----- DATA FOR ANALYSIS

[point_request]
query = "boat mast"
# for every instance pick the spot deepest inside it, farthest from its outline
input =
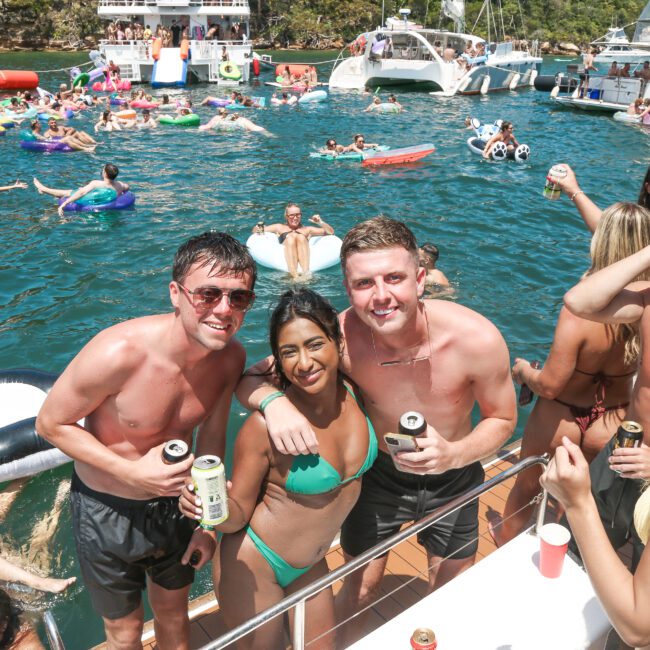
(455, 9)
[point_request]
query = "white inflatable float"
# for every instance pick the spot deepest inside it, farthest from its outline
(22, 451)
(622, 116)
(313, 96)
(324, 251)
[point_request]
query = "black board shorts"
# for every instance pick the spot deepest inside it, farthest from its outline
(390, 498)
(121, 541)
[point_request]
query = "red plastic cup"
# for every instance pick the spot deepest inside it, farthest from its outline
(553, 544)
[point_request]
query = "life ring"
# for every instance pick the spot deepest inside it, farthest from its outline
(313, 96)
(100, 199)
(22, 450)
(266, 250)
(181, 120)
(230, 70)
(81, 79)
(126, 114)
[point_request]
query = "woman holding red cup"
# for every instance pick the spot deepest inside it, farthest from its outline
(625, 597)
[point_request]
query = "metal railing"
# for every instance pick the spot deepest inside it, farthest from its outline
(297, 600)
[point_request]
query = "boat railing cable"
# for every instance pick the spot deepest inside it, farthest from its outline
(52, 631)
(297, 600)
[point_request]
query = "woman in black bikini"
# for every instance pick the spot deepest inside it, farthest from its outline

----------

* _YOUR ASSIGNMENT_:
How many lines in the entries above hold the string "woman"? Answer with the number and nothing more.

* _TASK RESULT_:
2